Exercise prompt: Transcribe, word for word, the line containing "In this exercise you will indicate the tree trunk" and each line following it through the end of the listing below. Omit all other lines.

Excerpts of pointing data:
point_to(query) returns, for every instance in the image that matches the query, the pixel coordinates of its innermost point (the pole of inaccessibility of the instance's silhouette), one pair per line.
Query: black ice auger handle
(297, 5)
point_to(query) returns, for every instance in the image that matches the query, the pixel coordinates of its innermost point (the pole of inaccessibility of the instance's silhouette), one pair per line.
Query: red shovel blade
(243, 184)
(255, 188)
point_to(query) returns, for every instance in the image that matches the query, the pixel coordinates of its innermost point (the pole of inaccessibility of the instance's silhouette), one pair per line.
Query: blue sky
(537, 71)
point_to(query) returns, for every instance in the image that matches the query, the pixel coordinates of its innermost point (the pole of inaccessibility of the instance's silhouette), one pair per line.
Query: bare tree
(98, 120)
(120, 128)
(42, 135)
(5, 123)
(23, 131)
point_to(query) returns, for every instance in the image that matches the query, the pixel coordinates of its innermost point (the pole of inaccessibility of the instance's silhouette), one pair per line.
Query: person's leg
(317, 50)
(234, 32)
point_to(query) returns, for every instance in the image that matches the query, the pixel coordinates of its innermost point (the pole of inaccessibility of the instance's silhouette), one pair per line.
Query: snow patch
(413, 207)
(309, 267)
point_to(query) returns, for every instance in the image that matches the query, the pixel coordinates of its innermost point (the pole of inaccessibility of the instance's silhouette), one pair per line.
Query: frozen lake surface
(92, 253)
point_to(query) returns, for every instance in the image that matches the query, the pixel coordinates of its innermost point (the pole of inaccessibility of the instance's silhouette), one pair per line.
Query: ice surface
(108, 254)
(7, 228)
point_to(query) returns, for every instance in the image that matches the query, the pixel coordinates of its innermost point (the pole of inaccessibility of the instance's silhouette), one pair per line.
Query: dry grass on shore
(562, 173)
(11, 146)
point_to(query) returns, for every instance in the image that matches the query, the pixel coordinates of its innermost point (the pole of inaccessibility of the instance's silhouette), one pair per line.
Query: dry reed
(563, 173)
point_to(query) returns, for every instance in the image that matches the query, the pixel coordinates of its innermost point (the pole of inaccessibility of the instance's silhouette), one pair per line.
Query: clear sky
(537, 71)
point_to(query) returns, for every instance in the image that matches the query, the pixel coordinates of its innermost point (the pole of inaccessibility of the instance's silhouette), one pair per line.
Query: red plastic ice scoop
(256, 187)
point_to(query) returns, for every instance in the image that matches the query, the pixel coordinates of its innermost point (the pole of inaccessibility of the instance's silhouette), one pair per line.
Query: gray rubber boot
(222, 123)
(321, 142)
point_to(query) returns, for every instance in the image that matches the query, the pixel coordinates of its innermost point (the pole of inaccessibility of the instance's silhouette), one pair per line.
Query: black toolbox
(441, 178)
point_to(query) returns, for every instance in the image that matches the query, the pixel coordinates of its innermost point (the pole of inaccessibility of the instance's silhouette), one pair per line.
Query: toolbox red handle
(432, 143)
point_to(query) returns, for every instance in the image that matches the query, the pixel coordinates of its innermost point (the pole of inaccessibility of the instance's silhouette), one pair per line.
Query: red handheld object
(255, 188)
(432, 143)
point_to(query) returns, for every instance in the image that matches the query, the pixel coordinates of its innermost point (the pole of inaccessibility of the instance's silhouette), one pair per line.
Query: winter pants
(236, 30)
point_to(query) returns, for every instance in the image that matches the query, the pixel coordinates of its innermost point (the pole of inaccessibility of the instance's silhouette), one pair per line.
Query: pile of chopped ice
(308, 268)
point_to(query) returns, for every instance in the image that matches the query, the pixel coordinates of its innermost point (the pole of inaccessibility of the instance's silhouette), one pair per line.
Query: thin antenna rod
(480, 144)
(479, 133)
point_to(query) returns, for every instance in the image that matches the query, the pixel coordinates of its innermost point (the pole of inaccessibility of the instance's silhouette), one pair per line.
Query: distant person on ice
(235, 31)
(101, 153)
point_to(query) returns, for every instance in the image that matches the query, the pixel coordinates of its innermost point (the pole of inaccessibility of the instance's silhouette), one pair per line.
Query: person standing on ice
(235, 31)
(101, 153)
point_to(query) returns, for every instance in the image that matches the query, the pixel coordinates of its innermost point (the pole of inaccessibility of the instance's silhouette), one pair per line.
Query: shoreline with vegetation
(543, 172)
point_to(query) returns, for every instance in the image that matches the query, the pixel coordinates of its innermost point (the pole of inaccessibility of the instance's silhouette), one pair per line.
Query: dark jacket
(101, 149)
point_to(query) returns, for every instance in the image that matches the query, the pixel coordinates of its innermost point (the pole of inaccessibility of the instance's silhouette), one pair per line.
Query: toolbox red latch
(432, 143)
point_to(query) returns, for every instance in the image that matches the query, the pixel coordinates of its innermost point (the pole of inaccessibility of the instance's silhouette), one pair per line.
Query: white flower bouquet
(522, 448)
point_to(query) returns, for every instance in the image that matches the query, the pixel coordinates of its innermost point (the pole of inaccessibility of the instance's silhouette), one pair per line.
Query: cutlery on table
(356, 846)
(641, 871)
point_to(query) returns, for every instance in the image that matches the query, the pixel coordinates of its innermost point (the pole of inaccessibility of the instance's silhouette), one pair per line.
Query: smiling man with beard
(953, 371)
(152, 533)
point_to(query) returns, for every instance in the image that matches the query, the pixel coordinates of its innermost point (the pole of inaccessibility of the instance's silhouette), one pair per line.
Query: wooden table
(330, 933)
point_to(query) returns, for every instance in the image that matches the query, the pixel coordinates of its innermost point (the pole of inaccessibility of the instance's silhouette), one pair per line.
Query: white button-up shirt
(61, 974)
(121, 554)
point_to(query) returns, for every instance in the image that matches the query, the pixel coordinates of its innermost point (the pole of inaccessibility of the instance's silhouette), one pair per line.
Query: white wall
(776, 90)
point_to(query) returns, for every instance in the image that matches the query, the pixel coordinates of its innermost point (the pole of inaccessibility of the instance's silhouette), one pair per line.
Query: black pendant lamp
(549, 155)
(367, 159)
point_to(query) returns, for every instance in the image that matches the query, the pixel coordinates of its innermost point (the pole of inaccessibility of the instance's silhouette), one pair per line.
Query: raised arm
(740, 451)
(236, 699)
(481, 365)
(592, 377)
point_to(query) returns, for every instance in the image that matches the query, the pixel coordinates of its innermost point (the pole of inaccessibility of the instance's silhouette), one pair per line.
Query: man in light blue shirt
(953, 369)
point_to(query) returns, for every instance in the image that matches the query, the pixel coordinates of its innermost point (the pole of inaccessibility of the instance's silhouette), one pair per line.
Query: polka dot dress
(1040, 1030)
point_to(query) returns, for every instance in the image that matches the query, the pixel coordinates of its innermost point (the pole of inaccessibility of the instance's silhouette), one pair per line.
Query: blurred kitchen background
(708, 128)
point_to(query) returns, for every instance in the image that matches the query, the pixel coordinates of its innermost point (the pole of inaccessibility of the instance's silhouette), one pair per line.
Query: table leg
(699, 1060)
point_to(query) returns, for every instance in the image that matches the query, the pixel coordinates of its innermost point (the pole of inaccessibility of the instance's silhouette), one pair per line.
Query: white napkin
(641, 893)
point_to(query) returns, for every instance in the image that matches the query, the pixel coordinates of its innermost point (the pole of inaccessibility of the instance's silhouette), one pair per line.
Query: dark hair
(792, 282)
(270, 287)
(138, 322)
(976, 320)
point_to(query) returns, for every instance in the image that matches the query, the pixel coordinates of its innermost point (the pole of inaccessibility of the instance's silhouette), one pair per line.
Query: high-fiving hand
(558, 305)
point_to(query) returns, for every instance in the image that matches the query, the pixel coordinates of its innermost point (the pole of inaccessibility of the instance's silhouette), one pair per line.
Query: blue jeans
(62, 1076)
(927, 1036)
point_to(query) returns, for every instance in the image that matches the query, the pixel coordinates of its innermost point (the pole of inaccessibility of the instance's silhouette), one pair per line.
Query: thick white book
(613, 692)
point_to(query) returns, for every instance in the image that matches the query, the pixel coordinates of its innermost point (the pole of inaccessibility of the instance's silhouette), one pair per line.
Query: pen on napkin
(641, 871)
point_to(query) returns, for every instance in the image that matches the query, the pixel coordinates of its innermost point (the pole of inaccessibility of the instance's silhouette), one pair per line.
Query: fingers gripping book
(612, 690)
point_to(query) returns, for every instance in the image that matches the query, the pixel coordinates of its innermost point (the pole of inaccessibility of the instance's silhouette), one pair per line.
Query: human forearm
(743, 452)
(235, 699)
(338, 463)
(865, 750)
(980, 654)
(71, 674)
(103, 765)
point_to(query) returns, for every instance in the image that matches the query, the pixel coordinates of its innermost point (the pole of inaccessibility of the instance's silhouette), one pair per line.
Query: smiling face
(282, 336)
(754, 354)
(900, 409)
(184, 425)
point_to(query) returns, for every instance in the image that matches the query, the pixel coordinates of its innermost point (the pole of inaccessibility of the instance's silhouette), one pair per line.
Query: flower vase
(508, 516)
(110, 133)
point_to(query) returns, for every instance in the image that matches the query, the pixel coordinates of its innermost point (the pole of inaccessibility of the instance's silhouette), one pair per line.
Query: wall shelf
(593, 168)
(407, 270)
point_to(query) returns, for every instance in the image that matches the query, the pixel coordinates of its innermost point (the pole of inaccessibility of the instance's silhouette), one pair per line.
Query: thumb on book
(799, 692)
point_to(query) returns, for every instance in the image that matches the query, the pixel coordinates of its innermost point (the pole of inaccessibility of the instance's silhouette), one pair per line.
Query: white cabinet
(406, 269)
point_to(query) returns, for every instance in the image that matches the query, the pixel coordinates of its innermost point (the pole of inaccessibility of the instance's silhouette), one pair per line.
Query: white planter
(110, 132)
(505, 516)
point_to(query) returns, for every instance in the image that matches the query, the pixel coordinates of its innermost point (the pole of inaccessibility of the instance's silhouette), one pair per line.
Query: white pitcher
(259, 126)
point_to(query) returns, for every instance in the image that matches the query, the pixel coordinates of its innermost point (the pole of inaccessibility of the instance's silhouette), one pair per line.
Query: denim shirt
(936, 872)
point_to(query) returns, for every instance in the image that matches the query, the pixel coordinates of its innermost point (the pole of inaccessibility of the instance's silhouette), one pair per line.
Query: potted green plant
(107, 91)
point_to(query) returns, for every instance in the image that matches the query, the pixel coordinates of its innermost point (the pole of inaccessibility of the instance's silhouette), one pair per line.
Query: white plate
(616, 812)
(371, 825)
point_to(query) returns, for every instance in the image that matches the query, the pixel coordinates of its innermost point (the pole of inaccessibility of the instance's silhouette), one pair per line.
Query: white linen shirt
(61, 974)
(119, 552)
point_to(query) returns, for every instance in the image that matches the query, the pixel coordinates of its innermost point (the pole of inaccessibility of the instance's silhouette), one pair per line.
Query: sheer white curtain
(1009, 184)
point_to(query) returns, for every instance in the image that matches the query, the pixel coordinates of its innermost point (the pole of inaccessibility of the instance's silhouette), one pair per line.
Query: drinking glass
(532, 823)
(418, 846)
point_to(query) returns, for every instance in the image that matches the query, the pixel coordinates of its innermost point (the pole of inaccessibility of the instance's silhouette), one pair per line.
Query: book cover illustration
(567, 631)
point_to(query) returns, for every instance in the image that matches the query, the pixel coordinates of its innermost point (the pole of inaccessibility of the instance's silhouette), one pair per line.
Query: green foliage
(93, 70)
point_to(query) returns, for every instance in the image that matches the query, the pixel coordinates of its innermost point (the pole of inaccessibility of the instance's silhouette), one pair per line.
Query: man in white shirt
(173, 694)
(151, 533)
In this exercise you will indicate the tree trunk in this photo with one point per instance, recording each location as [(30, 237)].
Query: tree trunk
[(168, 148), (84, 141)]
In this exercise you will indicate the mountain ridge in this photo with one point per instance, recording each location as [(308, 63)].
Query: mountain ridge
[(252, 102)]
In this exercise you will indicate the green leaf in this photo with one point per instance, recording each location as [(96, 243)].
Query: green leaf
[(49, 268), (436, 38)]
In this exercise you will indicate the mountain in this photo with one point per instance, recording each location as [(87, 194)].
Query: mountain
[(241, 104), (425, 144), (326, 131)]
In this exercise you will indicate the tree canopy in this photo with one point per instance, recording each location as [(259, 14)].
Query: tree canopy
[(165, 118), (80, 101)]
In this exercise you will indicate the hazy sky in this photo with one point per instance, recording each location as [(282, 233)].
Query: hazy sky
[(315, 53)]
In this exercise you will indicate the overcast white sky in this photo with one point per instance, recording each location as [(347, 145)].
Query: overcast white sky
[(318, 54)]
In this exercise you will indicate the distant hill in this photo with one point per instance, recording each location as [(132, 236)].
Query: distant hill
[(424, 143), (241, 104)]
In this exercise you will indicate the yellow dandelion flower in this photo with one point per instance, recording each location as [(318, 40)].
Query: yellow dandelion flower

Written solution:
In this exercise you will indicate the tree trunk in this photo with one point per instance, recording each location as [(30, 237)].
Query: tree trunk
[(168, 148), (84, 141)]
In this exercise you will indicate the mountain ridge in this photo with one point per instance, recording each location as [(308, 63)].
Query: mountain ridge
[(252, 102)]
In this exercise you will indicate the green leaf in this photo with one point per instance, recording each location as [(96, 243)].
Query: green leaf
[(49, 268), (436, 38)]
In this exercise you will indicate the mountain in this photo with one point per instance, recording each location as [(87, 194)].
Query: mountain
[(241, 104), (425, 144), (326, 131)]
In this exercise you will indicate the tree canopy in this photo with one point per instance, recording each location as [(259, 14)].
Query: tree canopy
[(165, 118), (80, 101)]
In this exercise you will indicate the hazy sky in this photo with one point per instance, recording each location as [(282, 233)].
Query: hazy sky
[(315, 53)]
In this exercise you will indicate the overcast white sky in this photo with one point per instance, recording each location as [(347, 145)].
Query: overcast white sky
[(318, 54)]
In this exercise you will indicate the distant hill in this photo with one point per instance, recording each location as [(132, 236)].
Query: distant hill
[(424, 143), (241, 104)]
In this exercise you will indicate the yellow dandelion flower in this photo with one point per instance, recording each location as [(318, 40)].
Query: yellow dandelion flower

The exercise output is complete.